Vous connaissez la célèbre pensée de Blaise Pascal : Tout le malheur des hommes vient d'une seule chose, qui est de ne savoir pas demeurer au repos, dans une chambre(1).

  Effectivement, ne rien faire est insupportable, notamment pour un « entrepreneur », au sens générique de quelqu’un qui a envie d’entreprendre. Les aménageurs de l’espace n’y échappent pas. Il faut marquer le territoire, et réaliser de grandes choses, il faut des équipements.

 

Il en faut, de la modestie, pour  admettre que la nature et le cycle des saisons rendent autant de services (et parfois bien plus) qu’un bel équipement. Même en situation budgétaire tendue, surtout d’ailleurs dans ces situations où il faut redynamiser le tissu économique, les travaux lourds et bien visibles valent mieux que ne rien faire.
La nature a payé cher cette observation. Que de places de village, gentiment négligées et envahies sur les marges par une végétation sauvage, ont été couvertes d’asphalte pour faire propre, que d’herbes folles ont été tondues ras pour montrer que la commune et son cantonnier sont actifs, que de petites plages de rivière ont été équipées pour les rendre plus accessibles. La meilleure volonté du monde, associée à ce que l’on appelle des « représentations » de la modernité, conduisent à des interventions non seulement inutiles, mais souvent nuisibles. Nuisibles pour l’environnement, qui se trouve ainsi artificialisé, et nuisibles pour les habitués de ces espaces, qui voient disparaître bien des souvenirs et des repères familiers pour une valeur ajoutée qu’ils n’ont jamais demandée.
Quand il s’agit d’espaces prestigieux, ou de grande valeur écologique, des instruments d’intervention ont été imaginés, comme le classement au titre des sites pittoresques ou la mise en réserve. Des instruments souvent considérés comme des Freins à l’activité humaine, et même parfois des obstacles au développement. Ils sont perçus comme passifs, alors que l’on ne rêve que d’activité. Le PIB, qui régit nos politiques économiques, ne tient d’ailleurs compte que de l’activité. Peu importe son utilité et la satisfaction des besoins, supposées aller de soi.
Bien sûr, ces protections officielles sont actives. La nature, dans notre beau pays, n’est pas sauvage, elle est le fruit de siècles de travaux agricoles, pastoraux ou forestiers. La conserver en bon état suppose donc le maintien d’une activité, même si celle-ci ne trouve plus de justification dans l’économie marchande. Il faut des Plans de gestion, et des interventions effectives, mais leur Image, peut-être justement parce que l’on ne se situe pas dans l’économie ordinaire, reste entachée dans l’esprit des « entrepreneurs ». Au lieu de se projeter dans la gestion de « biens Communs », avec une forte rentabilité à en attendre, ils ne voient que le côté conservateur, donc rétro, tourné vers le passé. C’est oublier la valeur du paysage, et des flux économiques qui y sont attachés. Le Tourisme est la première activité économique au monde, et en France en particulier. C’est oublier tous les services Gratuits que la nature nous procure, et qui irriguent l’économie ou évitent de lourdes dépenses. Ne pas traiter l’eau potable grâce à une gestion des territoires où elle est captée, ou stocker « naturellement » dans la montagne  l’eau qui s’écoulera tout l’été, voilà des économies intéressantes. Elles permettent d’allouer les moyens disponibles à d’autres besoins, mais elles sont bien mal vues des hyper actifs qui tentent de se substituer à la nature. Une envie de contrôler les éléments naturels plutôt que « Faire avec », une vision bien brutale de la civilisation.

• **CONSIGNE**: Dans le texte sur l'aménagement de l'espace, relevez les interventions données en exemple dans le paragraphe qui commence par « La nature a payé cher cette observation ». Les lignes ci-après forment un matériau distinct, sans rapport avec le texte.

• **DONNÉES EXTRAITES**:
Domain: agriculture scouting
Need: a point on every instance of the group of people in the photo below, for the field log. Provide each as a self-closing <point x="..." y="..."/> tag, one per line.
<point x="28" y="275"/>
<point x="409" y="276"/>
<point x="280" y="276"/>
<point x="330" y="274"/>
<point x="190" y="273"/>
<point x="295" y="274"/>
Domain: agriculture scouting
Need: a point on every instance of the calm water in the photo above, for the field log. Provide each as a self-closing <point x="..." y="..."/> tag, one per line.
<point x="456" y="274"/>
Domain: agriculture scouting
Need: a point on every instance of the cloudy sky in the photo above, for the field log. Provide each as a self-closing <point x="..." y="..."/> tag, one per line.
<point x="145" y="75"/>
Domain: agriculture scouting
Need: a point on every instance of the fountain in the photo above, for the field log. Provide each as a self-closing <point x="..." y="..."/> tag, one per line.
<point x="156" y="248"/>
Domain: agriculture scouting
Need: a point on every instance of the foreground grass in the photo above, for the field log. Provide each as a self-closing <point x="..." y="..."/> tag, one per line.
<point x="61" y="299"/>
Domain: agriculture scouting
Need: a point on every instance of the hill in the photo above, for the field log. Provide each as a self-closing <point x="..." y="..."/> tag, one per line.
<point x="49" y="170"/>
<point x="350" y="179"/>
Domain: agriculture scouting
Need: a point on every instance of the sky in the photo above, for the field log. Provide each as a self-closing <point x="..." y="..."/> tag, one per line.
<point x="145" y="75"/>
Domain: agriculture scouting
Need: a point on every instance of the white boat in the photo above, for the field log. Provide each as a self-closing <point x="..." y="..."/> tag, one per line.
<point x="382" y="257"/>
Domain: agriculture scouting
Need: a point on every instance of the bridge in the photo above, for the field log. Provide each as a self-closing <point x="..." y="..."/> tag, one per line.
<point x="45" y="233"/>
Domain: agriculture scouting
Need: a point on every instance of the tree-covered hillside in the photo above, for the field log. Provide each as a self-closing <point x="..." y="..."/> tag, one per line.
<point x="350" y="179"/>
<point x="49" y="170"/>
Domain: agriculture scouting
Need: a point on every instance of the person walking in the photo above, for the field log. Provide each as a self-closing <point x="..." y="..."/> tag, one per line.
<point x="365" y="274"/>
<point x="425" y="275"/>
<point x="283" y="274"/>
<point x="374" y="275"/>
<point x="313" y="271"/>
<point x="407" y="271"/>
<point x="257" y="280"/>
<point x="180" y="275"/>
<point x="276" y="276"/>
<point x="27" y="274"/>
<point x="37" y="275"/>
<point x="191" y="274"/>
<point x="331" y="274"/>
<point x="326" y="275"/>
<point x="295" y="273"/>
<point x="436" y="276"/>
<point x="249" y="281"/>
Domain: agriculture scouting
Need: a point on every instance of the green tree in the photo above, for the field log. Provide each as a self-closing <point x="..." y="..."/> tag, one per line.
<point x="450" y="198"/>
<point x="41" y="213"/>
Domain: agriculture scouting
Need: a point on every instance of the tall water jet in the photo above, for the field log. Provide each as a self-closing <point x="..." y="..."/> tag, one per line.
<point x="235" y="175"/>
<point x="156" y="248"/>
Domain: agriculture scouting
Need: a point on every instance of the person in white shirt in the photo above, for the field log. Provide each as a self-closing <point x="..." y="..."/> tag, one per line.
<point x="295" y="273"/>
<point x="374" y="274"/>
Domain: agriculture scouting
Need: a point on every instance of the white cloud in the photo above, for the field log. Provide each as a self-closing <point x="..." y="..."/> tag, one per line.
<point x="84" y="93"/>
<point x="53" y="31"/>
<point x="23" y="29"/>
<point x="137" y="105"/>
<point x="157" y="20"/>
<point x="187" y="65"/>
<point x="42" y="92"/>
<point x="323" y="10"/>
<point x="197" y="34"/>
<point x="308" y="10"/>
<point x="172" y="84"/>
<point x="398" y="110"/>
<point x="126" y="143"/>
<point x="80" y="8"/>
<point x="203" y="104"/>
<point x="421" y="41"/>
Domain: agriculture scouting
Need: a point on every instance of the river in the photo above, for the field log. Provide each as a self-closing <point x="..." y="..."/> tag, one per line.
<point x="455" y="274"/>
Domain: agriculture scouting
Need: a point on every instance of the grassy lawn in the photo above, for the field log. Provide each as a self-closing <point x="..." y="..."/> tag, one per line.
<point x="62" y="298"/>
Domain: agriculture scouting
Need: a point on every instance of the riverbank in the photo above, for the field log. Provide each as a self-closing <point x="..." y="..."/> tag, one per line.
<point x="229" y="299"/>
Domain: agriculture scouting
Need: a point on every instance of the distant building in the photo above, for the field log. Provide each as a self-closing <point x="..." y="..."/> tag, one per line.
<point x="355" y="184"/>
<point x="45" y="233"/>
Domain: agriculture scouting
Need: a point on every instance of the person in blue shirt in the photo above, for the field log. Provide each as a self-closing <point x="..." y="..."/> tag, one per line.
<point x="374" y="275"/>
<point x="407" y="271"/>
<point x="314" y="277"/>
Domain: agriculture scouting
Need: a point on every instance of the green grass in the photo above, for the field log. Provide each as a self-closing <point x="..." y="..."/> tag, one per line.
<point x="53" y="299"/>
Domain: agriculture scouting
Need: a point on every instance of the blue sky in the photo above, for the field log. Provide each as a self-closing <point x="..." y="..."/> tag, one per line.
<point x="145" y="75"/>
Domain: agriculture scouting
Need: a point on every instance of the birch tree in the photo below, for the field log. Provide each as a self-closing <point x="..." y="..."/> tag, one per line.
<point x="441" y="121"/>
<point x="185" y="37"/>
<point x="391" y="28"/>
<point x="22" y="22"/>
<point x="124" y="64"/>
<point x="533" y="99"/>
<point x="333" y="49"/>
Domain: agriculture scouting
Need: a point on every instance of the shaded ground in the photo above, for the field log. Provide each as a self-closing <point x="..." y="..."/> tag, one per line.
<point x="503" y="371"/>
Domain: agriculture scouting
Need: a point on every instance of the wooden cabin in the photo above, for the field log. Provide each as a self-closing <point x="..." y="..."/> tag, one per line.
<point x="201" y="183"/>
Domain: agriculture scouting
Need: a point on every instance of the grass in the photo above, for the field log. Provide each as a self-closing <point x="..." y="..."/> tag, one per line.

• **CORRIGÉ**:
- Des places de village ont été couvertes d'asphalte pour faire propre.
- Des herbes folles ont été tondues ras pour montrer que la commune et son cantonnier sont actifs.
- De petites plages de rivière ont été équipées pour les rendre plus accessibles.